# TEXTE SOURCE:
•••

Selon l’hebdomadaire « le Point », le boycott de grandes marques marocaines (lait, essence…) était « téléguidé » par les islamistes
C’est un véritable coup de tonnerre qui risque d’avoir des répercussions très graves. Une enquête encore confidentielle d’un think tank français révèle que le boycott lancé en avril 2018 à l’encontre de trois grandes enseignes marocaines était, au fait, inspiré par des groupes islamistes ayant pour objectif de déstabiliser le système politique marocain, écrit vendredi 20 septembre le magazine hebdomadaire français Le Point.
En effet, c’est à partir du 20 avril 2019 que s’étaient multipliés de façon virale les appels au boycott des produits de trois sociétés implantées dans le royaume chérifien. Les publications souvent sponsorisées accusaient ces sociétés de faire indûment monter les prix, note Le Point, soulignant que « cet apparent mouvement de consommateurs mécontents prend rapidement un tour plus politique ».
Les législatives dans le viseur
« De fait, les protestations contre la vie chère vont rapidement faire place à de violentes attaques ad hominem visant en particulier le président du RNI ainsi que les autres partis de la coalition gouvernementale comme le Parti de la Justice et du Développement (PJD) – qui avait paru soutenir pourtant le boycott initialement », ajoute le magazine, faisant observer que toutes ces formations « fourbissent leurs armes en vue des élections législatives de 2021 ».
L’enquête de l’EPGE s’efforce de remonter aux sources de cette campagne, en commençant sans difficulté, à identifier des sites (comme Kifaa7) à l’origine des pages anonymes, des blogueurs producteurs d’articles – par exemple un rappeur islamiste Mohammed Ziani dit MC Talib – mais aussi des « hackers » susceptibles de multiplier les vues et les messages automatiques par des méthodes telles que « l’astrosurfing » ou via des dispositifs adaptés (« bots », « spams »…), relève le média français.

•••

# DONNÉES BRUTES:
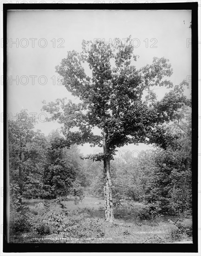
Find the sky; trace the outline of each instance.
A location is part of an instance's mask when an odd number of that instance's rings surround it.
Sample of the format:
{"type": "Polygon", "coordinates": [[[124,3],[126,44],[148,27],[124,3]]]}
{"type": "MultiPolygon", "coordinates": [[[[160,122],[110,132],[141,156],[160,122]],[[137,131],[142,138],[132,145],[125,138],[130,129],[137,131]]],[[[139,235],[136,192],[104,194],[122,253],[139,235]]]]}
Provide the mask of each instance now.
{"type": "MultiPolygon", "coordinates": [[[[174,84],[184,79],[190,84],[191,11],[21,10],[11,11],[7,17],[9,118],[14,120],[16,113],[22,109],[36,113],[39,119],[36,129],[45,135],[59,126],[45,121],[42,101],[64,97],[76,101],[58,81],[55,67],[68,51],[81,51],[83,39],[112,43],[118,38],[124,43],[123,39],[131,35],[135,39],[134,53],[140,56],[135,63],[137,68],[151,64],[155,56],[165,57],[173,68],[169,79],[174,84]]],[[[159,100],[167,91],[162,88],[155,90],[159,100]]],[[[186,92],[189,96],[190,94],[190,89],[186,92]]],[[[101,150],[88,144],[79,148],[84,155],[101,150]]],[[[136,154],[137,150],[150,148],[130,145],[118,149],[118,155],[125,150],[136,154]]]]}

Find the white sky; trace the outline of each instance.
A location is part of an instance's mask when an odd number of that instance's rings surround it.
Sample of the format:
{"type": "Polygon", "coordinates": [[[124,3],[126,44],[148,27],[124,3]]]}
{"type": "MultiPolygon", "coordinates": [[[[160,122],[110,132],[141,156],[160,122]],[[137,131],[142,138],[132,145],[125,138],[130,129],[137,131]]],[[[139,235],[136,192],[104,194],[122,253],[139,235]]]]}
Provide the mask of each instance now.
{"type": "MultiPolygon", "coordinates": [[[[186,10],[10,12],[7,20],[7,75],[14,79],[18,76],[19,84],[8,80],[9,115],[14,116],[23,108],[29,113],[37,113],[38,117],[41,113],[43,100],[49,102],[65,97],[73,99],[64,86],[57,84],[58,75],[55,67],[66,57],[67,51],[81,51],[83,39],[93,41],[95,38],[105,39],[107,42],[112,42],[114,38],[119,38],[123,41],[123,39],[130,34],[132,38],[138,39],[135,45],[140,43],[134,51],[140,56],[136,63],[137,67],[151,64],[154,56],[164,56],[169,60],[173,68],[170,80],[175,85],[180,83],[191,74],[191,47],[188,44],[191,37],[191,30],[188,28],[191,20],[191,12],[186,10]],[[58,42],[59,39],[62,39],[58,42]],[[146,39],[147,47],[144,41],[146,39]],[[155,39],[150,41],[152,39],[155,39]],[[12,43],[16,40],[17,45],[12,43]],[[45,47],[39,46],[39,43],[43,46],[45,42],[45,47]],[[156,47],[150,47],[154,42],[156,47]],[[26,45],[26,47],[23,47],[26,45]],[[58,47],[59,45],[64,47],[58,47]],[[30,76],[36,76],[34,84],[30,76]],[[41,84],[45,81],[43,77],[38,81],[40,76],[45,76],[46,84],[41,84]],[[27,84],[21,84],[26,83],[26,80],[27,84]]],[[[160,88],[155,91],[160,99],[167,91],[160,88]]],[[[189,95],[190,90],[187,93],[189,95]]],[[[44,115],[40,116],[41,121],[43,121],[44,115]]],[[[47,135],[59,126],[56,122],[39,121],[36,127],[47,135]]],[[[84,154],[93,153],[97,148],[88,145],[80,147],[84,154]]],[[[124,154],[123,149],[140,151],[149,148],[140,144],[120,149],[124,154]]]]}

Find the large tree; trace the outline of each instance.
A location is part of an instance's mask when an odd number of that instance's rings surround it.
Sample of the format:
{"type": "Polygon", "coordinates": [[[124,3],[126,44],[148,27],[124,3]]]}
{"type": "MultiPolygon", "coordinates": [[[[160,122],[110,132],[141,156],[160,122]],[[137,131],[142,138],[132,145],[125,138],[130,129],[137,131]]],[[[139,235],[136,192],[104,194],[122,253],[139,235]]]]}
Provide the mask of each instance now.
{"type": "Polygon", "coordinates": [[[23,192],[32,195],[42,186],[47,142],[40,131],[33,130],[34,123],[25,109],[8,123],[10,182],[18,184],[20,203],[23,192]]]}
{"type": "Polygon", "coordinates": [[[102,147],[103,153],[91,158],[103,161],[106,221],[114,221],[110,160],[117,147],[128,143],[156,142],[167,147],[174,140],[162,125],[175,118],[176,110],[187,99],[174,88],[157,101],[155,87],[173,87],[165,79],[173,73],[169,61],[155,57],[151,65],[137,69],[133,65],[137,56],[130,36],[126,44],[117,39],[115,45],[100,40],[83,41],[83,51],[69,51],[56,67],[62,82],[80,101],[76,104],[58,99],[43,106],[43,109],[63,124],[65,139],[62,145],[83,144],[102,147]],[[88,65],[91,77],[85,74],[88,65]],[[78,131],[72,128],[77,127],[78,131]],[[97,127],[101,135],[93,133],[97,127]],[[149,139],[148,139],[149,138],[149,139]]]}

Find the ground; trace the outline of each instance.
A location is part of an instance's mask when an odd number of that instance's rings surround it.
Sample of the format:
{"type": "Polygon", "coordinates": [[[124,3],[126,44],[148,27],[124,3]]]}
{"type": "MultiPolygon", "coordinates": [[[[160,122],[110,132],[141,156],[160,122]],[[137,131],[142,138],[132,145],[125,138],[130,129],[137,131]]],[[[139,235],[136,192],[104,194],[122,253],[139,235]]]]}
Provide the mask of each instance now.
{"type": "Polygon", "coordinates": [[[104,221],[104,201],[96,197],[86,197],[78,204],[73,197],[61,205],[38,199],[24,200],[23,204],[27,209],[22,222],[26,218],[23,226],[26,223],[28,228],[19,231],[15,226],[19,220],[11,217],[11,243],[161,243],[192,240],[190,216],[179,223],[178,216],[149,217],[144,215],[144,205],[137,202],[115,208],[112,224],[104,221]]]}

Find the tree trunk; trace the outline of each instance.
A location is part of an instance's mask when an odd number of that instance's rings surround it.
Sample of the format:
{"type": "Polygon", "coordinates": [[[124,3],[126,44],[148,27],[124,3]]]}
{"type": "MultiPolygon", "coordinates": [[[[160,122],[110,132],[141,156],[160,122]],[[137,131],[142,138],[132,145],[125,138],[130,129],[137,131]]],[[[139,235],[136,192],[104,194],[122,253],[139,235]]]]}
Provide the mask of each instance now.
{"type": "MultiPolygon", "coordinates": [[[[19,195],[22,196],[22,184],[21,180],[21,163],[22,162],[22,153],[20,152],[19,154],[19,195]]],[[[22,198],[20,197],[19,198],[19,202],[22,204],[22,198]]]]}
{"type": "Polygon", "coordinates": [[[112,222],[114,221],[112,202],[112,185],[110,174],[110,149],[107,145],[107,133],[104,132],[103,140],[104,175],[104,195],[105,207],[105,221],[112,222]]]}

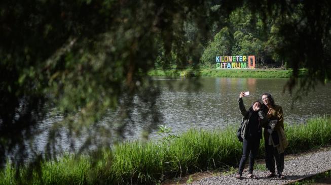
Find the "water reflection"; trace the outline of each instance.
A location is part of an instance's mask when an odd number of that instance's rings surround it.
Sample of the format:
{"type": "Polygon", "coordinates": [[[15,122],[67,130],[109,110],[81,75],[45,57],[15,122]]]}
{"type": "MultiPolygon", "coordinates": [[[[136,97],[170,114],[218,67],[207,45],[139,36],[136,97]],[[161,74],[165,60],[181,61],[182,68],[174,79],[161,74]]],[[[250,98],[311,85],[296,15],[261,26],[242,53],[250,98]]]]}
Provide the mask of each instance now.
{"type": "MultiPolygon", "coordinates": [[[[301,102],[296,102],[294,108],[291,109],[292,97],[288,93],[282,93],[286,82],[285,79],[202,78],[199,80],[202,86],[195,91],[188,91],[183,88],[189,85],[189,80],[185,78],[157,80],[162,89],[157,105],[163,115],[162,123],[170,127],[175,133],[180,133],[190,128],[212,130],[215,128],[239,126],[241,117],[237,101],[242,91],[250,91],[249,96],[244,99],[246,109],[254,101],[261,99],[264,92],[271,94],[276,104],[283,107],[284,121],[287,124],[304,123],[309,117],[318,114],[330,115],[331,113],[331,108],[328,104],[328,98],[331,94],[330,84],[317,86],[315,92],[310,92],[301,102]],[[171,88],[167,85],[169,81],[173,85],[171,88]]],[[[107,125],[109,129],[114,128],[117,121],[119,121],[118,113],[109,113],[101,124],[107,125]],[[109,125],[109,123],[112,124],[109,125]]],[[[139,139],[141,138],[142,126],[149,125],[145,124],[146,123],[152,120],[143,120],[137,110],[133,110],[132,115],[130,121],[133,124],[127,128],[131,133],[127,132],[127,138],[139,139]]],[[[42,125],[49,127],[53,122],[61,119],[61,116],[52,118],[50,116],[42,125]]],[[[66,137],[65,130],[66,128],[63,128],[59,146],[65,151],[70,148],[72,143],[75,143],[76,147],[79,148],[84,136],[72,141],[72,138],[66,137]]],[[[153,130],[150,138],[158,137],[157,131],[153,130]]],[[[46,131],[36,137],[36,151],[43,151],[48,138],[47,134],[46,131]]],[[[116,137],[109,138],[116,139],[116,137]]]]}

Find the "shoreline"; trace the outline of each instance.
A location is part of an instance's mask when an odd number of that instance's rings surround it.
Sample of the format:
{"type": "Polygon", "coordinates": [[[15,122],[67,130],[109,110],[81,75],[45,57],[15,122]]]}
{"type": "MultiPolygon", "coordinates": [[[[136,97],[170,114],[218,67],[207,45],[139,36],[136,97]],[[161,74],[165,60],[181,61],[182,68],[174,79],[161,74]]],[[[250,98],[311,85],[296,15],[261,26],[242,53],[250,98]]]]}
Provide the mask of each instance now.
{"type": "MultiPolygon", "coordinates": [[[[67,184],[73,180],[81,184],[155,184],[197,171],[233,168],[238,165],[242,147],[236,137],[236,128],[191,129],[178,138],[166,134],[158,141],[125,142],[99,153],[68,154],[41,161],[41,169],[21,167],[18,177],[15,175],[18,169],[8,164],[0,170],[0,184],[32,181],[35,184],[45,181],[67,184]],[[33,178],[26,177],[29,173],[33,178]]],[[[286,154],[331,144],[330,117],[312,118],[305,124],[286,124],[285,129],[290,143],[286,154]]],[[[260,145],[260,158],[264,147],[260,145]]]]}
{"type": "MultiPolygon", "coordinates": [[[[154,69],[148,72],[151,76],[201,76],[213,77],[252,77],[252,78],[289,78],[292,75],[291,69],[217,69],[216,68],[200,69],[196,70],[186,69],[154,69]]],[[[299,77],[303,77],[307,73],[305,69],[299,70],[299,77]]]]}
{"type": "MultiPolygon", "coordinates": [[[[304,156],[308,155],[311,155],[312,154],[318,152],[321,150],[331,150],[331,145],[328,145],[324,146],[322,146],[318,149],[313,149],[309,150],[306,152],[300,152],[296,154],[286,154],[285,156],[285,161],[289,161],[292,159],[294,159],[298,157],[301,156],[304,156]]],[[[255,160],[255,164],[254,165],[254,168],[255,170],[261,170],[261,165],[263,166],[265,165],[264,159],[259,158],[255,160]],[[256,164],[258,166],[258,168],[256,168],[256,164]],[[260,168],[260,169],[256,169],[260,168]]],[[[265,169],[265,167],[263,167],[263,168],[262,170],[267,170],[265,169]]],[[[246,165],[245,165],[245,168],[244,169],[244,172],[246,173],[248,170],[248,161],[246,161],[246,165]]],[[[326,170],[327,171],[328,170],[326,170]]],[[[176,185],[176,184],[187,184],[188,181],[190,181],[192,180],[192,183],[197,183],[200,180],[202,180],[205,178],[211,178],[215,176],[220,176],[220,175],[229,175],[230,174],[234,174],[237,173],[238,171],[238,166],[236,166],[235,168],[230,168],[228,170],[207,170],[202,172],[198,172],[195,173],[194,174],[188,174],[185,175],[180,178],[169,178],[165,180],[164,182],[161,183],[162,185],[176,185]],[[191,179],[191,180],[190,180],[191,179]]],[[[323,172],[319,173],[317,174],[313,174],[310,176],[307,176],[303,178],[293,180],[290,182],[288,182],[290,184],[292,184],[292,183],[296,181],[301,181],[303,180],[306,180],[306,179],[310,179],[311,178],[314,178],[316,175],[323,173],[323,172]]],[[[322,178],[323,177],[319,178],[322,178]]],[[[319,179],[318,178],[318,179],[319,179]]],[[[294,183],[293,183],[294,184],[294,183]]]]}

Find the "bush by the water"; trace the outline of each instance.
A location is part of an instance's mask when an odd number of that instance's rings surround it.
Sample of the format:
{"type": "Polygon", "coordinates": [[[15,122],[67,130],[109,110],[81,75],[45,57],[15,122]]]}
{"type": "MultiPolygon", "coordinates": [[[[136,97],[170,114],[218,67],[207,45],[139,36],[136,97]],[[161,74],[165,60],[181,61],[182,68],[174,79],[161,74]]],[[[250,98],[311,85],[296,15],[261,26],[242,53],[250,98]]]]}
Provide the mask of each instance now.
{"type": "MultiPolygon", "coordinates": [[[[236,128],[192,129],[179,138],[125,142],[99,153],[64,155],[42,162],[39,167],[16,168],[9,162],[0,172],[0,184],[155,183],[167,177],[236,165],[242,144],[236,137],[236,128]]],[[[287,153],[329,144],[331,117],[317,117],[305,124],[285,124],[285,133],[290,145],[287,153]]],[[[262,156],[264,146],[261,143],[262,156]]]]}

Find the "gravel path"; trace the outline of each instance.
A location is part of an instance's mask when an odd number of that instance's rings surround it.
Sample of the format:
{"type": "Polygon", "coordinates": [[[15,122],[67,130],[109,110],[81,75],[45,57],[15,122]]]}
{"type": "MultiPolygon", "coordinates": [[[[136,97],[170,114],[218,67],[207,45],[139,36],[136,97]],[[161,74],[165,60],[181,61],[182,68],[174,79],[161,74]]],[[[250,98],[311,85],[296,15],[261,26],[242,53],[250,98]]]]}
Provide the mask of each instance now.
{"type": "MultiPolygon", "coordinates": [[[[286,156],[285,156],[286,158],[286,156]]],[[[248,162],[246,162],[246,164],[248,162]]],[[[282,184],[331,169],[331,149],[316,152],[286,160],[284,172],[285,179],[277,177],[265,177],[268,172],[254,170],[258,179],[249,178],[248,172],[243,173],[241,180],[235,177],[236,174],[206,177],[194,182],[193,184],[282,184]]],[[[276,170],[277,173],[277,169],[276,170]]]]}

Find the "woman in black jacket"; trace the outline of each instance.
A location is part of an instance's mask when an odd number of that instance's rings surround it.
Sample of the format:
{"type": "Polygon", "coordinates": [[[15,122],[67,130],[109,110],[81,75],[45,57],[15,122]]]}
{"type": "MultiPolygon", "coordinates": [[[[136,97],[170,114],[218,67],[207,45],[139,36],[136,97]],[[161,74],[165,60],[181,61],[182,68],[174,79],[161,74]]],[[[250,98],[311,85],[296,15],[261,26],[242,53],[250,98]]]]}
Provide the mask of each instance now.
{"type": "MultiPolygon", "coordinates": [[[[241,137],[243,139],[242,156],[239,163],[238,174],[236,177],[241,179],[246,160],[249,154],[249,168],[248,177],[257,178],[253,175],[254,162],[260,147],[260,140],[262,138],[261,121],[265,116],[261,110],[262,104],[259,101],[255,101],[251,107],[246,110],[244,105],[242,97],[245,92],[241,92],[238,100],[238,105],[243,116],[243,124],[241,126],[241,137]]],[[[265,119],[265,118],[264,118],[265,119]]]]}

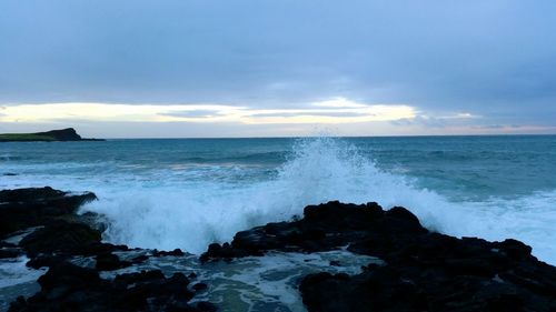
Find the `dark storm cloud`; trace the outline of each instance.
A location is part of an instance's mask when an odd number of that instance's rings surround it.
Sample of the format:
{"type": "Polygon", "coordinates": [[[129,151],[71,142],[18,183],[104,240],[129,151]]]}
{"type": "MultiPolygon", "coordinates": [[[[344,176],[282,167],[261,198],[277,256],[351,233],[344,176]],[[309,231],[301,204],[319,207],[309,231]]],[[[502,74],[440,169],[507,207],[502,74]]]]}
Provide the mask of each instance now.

•••

# MISE EN PRATIQUE:
[A] Recopiez le passage de l'article sur le boycott au Maroc situé entre « L’enquête de l’EPGE » et « le média français. », bornes incluses.
[B] Répondez à ces questions sur l'article sur le boycott au Maroc :
(i) Quel jour Le Point a-t-il publié ces informations ?
(ii) En vue de quelles élections les partis de la coalition fourbissent-ils leurs armes ?
(iii) Sous quel nom le rappeur Mohammed Ziani est-il connu ?
La liste n'a aucun rôle à jouer ici.

# RÉPONSES FOURNIES:
[A]
L’enquête de l’EPGE s’efforce de remonter aux sources de cette campagne, en commençant sans difficulté, à identifier des sites (comme Kifaa7) à l’origine des pages anonymes, des blogueurs producteurs d’articles – par exemple un rappeur islamiste Mohammed Ziani dit MC Talib – mais aussi des « hackers » susceptibles de multiplier les vues et les messages automatiques par des méthodes telles que « l’astrosurfing » ou via des dispositifs adaptés (« bots », « spams »…), relève le média français.

[B]
(i) Le vendredi 20 septembre.
(ii) Les élections législatives de 2021.
(iii) MC Talib.